_WHAT YOU HAVE TO DO:_
Repeat verbatim the lines of the data below, beginning with the line containing "Each instance receives one keypoint. Mark the ear" and continuing to the end.
* begin DATA PROVIDED *
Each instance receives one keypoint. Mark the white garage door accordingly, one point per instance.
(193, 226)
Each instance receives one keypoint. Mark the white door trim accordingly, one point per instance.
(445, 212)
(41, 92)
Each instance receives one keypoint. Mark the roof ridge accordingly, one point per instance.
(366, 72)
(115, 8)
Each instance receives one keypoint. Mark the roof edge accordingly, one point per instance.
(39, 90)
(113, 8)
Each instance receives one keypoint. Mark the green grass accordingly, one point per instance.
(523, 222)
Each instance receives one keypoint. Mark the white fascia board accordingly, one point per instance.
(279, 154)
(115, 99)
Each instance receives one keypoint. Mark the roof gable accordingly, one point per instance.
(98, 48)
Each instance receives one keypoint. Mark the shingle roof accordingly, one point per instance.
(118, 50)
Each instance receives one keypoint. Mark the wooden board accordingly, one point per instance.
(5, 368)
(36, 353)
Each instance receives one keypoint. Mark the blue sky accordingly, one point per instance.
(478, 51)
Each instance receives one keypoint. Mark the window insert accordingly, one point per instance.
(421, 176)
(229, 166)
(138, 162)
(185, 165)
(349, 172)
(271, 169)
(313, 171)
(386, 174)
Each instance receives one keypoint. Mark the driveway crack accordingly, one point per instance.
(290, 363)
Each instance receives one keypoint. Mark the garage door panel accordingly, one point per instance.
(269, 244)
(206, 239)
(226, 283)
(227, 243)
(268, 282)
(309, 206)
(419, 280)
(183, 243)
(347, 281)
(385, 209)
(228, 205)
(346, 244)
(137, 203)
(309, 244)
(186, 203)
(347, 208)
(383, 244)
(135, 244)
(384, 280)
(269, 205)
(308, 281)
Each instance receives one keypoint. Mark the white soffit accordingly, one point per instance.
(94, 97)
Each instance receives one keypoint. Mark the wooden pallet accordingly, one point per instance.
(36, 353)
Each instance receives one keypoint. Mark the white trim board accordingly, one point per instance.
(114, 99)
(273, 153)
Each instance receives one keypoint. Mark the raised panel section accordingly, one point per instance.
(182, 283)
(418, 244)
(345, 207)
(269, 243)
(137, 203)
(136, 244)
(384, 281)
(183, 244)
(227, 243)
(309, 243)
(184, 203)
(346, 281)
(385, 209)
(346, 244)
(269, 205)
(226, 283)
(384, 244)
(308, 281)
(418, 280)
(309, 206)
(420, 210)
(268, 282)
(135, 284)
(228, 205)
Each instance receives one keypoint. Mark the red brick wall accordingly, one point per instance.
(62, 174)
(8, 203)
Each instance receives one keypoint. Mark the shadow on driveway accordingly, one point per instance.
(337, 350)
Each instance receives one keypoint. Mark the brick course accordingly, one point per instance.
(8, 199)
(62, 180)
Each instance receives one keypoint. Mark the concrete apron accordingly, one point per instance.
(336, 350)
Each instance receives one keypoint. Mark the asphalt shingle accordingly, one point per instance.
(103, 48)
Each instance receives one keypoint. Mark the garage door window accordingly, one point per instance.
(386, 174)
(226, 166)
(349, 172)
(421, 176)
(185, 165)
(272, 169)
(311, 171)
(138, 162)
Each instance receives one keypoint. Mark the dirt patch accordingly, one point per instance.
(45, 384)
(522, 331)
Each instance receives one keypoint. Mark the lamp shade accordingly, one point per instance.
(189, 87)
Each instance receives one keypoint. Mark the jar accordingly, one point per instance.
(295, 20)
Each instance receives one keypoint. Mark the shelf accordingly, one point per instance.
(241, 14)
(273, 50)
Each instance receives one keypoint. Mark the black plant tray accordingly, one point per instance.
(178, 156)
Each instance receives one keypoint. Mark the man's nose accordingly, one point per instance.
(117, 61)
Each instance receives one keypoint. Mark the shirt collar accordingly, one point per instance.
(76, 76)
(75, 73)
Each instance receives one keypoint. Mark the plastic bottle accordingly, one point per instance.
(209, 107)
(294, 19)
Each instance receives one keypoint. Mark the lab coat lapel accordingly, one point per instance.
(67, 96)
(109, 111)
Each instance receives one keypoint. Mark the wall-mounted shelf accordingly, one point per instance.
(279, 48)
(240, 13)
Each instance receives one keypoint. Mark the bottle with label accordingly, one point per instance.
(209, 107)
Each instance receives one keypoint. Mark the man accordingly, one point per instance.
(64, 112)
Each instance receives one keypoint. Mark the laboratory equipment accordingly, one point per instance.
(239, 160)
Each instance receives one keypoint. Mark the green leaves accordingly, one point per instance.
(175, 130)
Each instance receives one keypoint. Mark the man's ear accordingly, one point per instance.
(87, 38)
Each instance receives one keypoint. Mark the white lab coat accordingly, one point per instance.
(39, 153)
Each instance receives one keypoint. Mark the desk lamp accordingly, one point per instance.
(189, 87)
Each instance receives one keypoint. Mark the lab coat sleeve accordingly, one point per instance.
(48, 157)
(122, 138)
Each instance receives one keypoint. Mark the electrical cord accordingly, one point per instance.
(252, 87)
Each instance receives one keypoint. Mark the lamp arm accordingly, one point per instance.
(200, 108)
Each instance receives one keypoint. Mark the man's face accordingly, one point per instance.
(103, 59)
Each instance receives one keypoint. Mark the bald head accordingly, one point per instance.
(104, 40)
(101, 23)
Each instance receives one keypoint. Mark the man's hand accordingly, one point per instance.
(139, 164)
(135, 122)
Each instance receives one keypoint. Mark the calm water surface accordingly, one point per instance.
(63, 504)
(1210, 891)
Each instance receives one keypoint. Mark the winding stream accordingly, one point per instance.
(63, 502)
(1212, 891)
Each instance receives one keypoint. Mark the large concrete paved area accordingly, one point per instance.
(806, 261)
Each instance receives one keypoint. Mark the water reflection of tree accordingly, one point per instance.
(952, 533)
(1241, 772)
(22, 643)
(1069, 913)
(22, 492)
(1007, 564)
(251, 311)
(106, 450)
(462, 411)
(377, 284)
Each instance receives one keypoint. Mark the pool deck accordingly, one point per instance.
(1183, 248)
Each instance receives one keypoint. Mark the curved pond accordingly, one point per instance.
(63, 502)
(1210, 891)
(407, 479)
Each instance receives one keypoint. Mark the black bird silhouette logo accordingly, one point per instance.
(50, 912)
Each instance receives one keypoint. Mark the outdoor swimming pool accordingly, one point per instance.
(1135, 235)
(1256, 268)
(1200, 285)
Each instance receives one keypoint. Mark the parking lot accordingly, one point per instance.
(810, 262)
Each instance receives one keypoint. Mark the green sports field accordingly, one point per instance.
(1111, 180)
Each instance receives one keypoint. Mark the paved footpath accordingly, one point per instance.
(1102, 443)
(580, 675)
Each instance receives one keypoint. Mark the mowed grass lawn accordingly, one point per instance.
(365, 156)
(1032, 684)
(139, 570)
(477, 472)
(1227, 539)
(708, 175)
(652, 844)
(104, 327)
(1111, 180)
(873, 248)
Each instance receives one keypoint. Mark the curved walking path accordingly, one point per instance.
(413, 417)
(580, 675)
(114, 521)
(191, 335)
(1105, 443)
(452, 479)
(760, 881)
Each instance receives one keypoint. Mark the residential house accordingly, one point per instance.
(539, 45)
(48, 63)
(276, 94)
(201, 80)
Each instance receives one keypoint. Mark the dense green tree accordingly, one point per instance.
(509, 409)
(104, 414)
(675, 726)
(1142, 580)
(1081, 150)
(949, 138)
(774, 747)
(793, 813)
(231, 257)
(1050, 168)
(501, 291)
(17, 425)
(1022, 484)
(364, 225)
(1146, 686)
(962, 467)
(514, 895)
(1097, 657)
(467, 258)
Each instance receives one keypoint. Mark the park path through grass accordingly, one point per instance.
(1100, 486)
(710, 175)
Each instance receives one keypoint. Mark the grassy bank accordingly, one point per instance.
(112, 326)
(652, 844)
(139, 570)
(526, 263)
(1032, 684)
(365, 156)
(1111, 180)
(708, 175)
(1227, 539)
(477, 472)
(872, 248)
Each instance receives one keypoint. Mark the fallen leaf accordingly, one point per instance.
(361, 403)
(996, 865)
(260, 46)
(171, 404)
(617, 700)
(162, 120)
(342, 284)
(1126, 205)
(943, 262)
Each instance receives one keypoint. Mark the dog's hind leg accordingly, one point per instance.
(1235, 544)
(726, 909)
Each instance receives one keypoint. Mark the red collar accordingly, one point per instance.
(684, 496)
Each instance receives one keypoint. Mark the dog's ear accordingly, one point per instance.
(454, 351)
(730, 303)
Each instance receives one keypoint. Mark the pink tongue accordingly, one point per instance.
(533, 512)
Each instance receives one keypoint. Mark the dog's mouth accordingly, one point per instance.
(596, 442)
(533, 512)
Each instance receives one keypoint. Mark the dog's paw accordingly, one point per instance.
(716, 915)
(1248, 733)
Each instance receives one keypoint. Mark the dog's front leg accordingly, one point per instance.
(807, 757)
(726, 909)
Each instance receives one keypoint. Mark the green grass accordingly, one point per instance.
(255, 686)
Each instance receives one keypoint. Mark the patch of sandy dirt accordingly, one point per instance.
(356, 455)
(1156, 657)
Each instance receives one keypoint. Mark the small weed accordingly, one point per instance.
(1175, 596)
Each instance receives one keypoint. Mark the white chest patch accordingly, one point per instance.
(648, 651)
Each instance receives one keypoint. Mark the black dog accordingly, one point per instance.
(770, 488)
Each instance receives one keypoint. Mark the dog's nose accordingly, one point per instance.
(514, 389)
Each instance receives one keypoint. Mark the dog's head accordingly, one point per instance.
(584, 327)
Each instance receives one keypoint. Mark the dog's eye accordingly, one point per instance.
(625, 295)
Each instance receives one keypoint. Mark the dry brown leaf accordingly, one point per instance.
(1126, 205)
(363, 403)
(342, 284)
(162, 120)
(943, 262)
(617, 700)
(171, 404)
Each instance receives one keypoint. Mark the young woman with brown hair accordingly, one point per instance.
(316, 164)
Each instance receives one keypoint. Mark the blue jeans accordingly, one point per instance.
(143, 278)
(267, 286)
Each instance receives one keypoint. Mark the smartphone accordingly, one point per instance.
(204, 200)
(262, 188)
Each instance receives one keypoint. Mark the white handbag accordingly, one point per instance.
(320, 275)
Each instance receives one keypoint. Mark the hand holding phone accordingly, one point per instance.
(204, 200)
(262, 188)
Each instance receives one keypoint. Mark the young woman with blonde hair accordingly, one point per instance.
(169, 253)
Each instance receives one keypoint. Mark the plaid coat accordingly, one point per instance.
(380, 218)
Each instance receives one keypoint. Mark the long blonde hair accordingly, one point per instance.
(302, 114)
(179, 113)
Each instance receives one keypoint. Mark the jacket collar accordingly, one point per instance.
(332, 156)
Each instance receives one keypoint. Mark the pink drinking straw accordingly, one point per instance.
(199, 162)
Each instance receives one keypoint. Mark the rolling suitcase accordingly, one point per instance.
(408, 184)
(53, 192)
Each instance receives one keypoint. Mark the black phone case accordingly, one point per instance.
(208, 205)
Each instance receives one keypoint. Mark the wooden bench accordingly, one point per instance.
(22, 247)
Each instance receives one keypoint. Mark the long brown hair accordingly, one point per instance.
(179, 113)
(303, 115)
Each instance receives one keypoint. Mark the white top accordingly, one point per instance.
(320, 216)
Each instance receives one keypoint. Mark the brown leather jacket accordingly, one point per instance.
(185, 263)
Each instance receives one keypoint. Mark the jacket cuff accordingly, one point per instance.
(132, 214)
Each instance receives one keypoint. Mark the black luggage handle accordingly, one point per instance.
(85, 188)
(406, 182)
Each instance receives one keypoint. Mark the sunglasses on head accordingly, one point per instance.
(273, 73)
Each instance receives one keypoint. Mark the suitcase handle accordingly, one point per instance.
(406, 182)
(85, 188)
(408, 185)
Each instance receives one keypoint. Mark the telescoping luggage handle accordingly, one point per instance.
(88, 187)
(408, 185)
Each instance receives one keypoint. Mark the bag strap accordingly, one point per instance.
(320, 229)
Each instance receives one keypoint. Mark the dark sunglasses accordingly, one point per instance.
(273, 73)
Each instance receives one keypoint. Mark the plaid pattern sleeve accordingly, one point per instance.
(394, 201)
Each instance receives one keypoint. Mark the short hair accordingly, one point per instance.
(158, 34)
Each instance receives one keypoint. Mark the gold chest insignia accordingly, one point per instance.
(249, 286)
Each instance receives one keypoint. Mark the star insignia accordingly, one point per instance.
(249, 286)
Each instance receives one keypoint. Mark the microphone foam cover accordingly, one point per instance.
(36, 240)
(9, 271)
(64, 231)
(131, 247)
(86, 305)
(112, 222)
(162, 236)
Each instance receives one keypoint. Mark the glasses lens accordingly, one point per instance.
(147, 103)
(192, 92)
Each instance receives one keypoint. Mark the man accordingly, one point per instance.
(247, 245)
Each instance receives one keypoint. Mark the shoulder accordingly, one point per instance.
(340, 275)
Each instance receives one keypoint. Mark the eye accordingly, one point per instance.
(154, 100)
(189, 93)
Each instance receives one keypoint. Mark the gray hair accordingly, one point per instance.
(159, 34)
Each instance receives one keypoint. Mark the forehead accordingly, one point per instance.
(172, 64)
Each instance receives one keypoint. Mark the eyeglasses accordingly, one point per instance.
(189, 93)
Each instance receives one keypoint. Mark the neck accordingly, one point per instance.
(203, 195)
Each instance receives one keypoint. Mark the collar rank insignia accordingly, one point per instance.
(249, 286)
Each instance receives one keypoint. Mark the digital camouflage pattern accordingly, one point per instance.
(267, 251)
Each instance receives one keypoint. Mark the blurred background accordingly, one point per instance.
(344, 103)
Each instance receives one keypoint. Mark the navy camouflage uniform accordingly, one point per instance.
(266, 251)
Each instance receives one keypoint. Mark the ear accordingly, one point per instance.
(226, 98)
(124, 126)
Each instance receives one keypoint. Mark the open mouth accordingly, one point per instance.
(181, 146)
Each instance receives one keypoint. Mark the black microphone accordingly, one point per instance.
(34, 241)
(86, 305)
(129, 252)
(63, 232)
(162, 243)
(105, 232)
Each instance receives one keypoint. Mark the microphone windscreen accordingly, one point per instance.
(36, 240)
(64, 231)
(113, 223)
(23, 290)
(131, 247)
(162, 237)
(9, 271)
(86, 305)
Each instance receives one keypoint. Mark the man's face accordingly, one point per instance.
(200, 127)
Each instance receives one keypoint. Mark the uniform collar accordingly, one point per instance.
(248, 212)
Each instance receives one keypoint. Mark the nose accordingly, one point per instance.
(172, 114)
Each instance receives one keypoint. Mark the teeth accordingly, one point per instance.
* end DATA PROVIDED *
_SOLUTION:_
Each instance receives one keypoint. Mark the ear accordingly, one point per instance.
(226, 98)
(124, 126)
Each instance receives one keypoint. Mark the open mouth accordingly, one point per instance.
(181, 146)
Each instance receives one keypoint. Mark the black microphone accordingly, one point per instance.
(34, 241)
(86, 305)
(129, 252)
(63, 232)
(162, 243)
(105, 232)
Each instance receives one keypoint. Mark the microphone windscreen accordingly, one point per instance.
(36, 240)
(64, 231)
(113, 223)
(23, 290)
(131, 247)
(162, 237)
(9, 271)
(86, 305)
Each instance receives one keypoint. Mark the man's face accordingly, one point per instance.
(200, 127)
Each instance receives one keypoint. Mark the uniform collar accordingly, one point per instance.
(248, 212)
Each instance receives one keypoint. Mark the nose accordingly, one point per instance.
(172, 114)
Each instance receives one keypoint. Mark the teeth accordingly, one point per instance.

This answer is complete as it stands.